Quoted text:
Personal Experiences

Stories from the monastics of Lhungtok Choekhorling about why, how and when they ordained.

Tenzin Dasel (Siliana Bosa)
By the time I was twenty-two I felt I needed to take a break, to go off and have time to think and to take a rest from everything familiar.  I was feeling that somewhere in the world there were beings who had the same feelings as I did, but I was not really clear about those feelings; nor was I able to express them.  It was what the I Ching would describe as a “time to cross the great water.”  But I wasn’t at all interested in any of the Asian religions that were newly spreading in the West.

[Rows from a pointing dataset]
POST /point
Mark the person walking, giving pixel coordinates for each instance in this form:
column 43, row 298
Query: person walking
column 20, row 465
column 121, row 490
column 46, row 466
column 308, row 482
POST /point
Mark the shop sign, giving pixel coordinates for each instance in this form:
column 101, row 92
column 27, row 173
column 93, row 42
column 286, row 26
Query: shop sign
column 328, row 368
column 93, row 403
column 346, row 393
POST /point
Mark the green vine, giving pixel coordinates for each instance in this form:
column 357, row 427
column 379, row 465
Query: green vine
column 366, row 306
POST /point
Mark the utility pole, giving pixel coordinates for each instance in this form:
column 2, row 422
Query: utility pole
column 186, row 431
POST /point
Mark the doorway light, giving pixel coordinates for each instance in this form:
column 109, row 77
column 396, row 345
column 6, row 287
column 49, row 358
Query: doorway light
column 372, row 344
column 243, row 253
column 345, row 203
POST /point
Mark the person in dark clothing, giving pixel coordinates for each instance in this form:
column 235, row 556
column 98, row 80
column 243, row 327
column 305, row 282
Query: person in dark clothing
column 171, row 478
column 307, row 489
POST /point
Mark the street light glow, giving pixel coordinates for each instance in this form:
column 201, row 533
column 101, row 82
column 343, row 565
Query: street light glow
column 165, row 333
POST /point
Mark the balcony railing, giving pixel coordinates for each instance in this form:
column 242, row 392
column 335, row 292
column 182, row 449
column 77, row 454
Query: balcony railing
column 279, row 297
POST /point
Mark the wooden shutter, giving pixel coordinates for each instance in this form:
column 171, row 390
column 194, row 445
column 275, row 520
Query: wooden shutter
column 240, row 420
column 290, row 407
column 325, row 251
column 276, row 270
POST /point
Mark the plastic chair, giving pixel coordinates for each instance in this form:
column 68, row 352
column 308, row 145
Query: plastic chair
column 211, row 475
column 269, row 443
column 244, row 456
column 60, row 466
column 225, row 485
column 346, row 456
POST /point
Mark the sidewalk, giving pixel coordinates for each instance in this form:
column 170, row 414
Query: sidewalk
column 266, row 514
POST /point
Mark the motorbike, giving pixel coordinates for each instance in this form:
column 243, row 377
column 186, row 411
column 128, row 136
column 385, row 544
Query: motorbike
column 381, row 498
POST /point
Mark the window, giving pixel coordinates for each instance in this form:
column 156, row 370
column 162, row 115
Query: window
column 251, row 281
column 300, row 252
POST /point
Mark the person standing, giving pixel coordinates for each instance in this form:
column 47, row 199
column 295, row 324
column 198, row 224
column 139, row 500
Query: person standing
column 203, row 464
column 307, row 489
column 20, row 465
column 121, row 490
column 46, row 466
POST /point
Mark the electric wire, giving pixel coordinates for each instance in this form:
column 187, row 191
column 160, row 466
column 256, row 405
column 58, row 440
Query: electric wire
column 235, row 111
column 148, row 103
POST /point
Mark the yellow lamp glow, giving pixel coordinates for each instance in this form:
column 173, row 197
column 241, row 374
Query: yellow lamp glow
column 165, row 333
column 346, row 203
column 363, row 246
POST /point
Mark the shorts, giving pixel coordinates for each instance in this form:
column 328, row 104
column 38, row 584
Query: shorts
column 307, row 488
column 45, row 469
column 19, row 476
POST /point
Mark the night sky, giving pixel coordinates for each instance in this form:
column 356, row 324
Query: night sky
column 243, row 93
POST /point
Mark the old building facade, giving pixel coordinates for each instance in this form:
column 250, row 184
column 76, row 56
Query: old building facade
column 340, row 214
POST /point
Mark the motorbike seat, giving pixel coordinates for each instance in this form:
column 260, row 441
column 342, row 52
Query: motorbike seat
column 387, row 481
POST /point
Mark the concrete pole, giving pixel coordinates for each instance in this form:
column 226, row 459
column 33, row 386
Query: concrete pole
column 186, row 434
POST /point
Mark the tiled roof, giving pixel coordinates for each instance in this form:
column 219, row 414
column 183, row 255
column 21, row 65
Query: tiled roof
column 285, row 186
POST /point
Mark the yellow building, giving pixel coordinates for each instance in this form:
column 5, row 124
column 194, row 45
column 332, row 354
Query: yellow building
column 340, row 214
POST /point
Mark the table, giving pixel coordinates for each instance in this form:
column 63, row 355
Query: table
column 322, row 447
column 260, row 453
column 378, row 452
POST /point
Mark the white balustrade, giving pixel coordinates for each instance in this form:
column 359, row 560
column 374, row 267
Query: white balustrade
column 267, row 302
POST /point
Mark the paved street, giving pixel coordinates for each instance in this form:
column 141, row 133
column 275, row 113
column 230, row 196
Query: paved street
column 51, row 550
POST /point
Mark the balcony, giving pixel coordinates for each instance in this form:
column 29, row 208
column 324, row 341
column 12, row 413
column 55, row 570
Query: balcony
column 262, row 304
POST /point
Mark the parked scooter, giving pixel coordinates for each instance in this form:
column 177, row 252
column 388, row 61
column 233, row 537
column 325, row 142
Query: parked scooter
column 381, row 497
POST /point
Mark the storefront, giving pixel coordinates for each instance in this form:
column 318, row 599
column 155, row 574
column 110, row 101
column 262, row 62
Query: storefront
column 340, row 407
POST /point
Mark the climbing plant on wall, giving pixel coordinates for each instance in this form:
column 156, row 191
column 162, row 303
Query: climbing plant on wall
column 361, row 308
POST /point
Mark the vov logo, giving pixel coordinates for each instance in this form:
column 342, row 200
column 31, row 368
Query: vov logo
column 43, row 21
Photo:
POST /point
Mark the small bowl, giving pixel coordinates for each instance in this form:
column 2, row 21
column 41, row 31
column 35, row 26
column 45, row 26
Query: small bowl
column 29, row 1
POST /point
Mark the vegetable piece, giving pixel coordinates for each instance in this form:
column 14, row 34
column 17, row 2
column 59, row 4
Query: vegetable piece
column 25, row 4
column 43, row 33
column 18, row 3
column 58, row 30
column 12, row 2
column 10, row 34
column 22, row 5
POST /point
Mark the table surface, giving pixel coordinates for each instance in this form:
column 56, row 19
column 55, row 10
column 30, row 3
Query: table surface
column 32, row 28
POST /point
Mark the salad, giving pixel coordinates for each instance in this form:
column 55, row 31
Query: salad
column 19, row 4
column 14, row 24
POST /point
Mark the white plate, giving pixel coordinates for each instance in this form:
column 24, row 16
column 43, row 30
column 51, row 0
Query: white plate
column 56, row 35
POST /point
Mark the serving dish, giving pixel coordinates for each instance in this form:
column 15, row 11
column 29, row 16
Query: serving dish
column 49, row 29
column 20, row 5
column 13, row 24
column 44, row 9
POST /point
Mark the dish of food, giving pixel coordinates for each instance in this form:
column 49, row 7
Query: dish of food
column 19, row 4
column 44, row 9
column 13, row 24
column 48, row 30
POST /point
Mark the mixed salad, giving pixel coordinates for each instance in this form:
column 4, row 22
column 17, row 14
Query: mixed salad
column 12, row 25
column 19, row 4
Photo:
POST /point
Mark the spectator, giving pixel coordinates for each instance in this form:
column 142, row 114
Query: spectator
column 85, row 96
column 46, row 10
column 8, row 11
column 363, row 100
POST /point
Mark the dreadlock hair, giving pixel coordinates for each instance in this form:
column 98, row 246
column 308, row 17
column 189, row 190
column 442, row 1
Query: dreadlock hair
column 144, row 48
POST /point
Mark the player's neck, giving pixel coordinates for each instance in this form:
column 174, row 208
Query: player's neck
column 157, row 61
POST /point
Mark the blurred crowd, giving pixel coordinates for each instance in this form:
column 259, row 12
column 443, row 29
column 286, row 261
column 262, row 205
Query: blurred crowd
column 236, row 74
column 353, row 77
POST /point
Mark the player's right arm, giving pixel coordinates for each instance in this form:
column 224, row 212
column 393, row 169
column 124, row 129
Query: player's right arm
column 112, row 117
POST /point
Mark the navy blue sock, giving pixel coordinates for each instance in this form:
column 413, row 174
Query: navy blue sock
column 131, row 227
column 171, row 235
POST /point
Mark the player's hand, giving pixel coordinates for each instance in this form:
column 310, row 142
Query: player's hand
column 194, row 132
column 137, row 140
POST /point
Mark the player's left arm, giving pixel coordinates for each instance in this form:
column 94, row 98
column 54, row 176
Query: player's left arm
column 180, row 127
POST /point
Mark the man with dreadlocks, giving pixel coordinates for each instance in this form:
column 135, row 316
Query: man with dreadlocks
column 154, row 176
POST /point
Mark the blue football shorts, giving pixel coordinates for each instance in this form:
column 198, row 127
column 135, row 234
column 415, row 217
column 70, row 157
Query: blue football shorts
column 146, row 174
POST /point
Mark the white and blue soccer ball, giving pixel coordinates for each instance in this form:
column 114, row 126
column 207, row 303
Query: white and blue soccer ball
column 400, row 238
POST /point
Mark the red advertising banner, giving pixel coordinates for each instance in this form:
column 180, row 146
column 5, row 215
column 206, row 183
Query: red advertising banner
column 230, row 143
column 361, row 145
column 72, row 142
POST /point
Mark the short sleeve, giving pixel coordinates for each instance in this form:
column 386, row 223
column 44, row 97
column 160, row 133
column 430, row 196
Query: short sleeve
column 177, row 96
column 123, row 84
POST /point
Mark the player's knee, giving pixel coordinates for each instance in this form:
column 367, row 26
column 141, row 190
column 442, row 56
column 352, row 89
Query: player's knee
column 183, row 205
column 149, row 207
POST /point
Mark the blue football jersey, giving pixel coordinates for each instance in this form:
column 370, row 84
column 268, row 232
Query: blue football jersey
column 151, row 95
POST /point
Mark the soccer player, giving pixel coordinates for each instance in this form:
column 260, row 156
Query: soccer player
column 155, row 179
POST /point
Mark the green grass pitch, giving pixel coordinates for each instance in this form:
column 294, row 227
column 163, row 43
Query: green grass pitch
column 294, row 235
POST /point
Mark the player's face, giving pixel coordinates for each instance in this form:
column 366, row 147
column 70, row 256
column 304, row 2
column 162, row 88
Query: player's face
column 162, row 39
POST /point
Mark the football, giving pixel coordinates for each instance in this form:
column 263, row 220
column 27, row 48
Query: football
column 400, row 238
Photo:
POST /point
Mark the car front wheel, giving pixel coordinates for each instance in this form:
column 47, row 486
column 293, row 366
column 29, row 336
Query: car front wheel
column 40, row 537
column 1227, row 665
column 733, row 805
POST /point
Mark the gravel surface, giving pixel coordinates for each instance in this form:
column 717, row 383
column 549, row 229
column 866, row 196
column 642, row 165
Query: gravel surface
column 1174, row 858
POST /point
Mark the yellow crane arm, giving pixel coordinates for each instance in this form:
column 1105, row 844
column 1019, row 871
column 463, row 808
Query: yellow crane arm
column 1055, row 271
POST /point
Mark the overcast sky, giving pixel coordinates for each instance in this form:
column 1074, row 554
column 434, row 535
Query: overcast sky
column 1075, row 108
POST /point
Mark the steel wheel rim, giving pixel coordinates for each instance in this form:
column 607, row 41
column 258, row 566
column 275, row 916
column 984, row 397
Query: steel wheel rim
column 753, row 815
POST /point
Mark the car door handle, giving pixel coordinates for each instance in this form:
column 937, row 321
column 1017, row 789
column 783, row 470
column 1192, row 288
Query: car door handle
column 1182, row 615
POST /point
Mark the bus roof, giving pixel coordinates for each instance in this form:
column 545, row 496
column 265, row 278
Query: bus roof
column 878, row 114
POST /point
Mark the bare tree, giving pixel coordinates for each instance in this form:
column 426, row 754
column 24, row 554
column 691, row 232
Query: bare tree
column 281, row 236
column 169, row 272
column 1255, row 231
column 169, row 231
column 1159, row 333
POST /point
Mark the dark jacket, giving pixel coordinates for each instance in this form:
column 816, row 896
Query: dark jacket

Prompt: Resume Tenzin Dasel's ordination account after its last sentence, keeping the same first-person voice.

The result:
Before decidng which destination to take for my future, I went to say goodbye to my sister, who was already living in Pomaia, at Istituto Lama Tzong Khapa.  It was November 1979.  The late Venerable Geshe Yeshe Tobten had just arrived from India and was giving teachings on a Lamrim text.  These lasted all winter and spring.  The first teaching I attended was incredible: it was just as if Geshe-la were talking about my life, explaining clearly all the thoughts I had never been able to express.  After the third day of teachings, I went to see Geshe-la and asked him if I could take refuge.  Then I never said goodbye, because I didn’t need to run anywhere else.  I could just stay there in front of Geshe Yeshe Tobten, drinking in the nectar of his words, which were giving me the feeling of finally being nourished with the proper food.  He has been the light that has dispelled a little of the obscuration in my life and given me the aspiration to let go of this constant up and down way of life.  There at Pomaia I discovered the destination of my journey; I had already arrived.  I was ready to start the great inner journey, the only one where you can find a true destination.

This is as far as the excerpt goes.